Given passage -

-*-*-

5“How many loaves of bread do you have?” [Jesus] asked.
Mark 8:5

It’s a simple question, and with that question, Jesus is redirecting the disciples’ attention away from the enormity of the need. He’s saying “don’t look at the need, look at me!”

It’s the story of Jesus feeding the four thousand men, along with unnumbered women and children, with only seven loaves and two fish. Jesus first brings the need to the attention of his disciples by calling them together and saying:

2“I have compassion for these people; they have already been with me three days and have nothing to eat. 3If I send them home hungry, they will collapse on the way, because some of them have come a long distance.”
Mark 8:2-3 (NIV)

Their response isn’t their finest moment:

“How are we supposed to find enough food for them here in the wilderness?”
Mark 8:5 (NLT)

I hear it as “Are you crazy? How in the world are we…?” And since I know the end of the story, it occurs to me that any time I have that reaction, there ought to be a check in my spirit…because God is setting me up for a miracle! Instead of “I can’t possibly…” or “Are you crazy? How can I…?” I want to be the person that shouts “Yeehaw! A miracle’s about to happen!” OK, not so cowboy, but you get the idea.

I’m not that person yet, but the Holy Spirit & I are working on it. We’re getting closer.

The apostles looked at the crowd and said “we can’t possibly feed these people.” Jesus didn’t look at the crowd, He looked at the resources, knowing that when the resources were fully given to God, God would multiply them to meet the need.

Picture it, 32AD: Four thousand men, in addition to the women and children, were in need of food. The apostles had seven loaves of bread and a few fish. Looks to me like recipe for a personal meltdown!

-*-*-

Problem description - Can you transcribe word for word the stretch of the passage on Jesus feeding the four thousand from "I’m not that" through "a personal meltdown!"?

-*-*-

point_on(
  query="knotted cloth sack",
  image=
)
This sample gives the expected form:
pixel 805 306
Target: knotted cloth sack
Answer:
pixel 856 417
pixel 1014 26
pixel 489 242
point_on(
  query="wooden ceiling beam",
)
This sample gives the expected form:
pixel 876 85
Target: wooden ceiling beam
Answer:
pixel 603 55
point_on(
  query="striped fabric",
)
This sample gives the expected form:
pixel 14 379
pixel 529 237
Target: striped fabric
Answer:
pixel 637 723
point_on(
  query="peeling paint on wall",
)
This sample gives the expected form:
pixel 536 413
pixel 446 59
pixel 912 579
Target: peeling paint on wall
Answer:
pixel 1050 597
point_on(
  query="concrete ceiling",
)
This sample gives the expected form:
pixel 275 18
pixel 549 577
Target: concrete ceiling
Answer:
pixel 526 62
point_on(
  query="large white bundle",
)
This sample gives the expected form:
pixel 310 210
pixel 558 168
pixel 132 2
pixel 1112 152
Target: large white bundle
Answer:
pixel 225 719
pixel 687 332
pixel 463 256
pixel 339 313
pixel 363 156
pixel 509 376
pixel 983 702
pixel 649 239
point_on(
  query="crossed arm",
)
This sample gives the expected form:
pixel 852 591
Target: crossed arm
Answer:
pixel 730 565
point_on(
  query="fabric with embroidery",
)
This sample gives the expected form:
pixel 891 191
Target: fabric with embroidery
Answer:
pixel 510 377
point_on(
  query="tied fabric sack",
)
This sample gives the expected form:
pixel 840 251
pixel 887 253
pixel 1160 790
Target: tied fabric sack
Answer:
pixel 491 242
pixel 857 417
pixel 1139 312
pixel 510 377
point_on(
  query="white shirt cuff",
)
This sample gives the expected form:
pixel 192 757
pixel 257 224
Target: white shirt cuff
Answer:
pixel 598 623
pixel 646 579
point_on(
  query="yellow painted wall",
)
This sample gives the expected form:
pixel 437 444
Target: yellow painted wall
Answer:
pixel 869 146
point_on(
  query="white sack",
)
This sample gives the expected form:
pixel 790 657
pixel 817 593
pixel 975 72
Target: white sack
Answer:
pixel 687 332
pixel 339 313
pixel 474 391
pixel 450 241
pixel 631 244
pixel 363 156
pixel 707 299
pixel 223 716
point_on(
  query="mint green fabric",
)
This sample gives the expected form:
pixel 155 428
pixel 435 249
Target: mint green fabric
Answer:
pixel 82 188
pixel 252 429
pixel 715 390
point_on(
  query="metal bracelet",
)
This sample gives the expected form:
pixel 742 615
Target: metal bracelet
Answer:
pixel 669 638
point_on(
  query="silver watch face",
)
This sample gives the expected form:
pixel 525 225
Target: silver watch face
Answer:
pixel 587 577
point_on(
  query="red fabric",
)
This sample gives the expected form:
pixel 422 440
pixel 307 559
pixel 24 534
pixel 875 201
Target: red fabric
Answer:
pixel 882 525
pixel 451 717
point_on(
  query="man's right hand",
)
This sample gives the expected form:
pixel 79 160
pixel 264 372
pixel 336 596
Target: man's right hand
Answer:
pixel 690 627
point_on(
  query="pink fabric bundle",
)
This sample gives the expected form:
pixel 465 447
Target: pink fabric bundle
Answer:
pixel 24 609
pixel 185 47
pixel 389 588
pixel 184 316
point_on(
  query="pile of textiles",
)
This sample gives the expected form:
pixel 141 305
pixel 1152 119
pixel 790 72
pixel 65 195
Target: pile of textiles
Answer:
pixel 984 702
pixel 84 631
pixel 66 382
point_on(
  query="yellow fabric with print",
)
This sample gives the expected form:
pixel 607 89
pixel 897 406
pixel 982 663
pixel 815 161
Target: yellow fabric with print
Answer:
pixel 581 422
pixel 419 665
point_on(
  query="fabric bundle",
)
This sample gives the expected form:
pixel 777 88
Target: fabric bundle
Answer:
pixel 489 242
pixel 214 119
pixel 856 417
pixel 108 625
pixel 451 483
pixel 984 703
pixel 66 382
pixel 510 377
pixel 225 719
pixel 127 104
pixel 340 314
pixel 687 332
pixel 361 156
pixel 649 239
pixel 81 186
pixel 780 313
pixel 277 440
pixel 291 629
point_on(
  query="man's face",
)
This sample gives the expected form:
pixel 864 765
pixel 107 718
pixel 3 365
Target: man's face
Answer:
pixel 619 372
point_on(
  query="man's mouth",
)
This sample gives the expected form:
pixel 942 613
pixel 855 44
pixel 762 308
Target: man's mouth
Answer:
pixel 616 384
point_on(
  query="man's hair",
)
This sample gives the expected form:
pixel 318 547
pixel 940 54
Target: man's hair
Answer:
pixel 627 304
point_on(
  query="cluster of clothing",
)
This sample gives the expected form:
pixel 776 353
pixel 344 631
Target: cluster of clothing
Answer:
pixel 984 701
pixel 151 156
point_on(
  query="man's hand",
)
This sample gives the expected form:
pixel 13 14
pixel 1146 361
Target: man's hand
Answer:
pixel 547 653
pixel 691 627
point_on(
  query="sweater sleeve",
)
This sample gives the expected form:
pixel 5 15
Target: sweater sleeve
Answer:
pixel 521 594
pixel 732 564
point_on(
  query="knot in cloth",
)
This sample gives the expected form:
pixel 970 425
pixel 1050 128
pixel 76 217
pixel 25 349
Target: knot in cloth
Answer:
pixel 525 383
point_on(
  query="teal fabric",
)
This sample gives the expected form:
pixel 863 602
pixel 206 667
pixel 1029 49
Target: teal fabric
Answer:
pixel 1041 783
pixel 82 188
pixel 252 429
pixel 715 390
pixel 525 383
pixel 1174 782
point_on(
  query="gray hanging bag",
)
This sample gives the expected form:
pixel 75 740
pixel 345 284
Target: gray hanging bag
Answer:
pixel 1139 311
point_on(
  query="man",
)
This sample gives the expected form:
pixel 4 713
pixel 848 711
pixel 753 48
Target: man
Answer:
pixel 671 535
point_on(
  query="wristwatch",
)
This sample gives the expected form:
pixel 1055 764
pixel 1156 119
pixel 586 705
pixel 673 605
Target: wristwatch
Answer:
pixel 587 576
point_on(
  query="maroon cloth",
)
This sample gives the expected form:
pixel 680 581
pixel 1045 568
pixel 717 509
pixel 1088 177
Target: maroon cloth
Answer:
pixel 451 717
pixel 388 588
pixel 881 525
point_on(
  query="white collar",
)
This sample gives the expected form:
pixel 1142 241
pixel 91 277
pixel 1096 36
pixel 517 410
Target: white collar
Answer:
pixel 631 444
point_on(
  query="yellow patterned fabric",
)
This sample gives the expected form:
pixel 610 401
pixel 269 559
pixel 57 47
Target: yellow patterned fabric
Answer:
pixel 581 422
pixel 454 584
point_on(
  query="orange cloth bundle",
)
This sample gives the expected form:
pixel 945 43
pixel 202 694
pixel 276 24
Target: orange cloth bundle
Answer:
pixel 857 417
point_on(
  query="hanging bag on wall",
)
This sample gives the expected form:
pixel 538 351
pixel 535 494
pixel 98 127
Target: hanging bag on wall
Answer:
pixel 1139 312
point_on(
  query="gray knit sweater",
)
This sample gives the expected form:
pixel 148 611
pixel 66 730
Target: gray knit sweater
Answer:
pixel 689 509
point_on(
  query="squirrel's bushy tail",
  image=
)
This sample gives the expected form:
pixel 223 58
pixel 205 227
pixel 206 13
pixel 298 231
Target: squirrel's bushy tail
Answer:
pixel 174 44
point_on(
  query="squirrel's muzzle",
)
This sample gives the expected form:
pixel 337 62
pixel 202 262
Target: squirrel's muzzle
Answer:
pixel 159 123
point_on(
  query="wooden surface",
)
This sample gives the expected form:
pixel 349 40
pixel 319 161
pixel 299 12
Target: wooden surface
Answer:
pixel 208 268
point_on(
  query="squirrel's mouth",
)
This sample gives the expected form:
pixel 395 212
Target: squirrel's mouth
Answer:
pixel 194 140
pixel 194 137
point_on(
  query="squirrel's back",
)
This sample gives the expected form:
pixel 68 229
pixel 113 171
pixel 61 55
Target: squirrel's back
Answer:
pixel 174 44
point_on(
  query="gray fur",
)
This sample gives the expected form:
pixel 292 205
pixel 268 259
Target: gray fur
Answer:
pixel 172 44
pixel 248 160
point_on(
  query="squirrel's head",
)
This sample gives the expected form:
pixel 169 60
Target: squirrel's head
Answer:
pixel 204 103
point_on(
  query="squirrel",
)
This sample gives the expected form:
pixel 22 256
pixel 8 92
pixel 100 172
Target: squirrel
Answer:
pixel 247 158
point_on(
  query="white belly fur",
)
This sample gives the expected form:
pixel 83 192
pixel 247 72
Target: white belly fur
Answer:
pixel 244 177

-*-*-

Full response -
I’m not that person yet, but the Holy Spirit & I are working on it. We’re getting closer.

The apostles looked at the crowd and said “we can’t possibly feed these people.” Jesus didn’t look at the crowd, He looked at the resources, knowing that when the resources were fully given to God, God would multiply them to meet the need.

Picture it, 32AD: Four thousand men, in addition to the women and children, were in need of food. The apostles had seven loaves of bread and a few fish. Looks to me like recipe for a personal meltdown!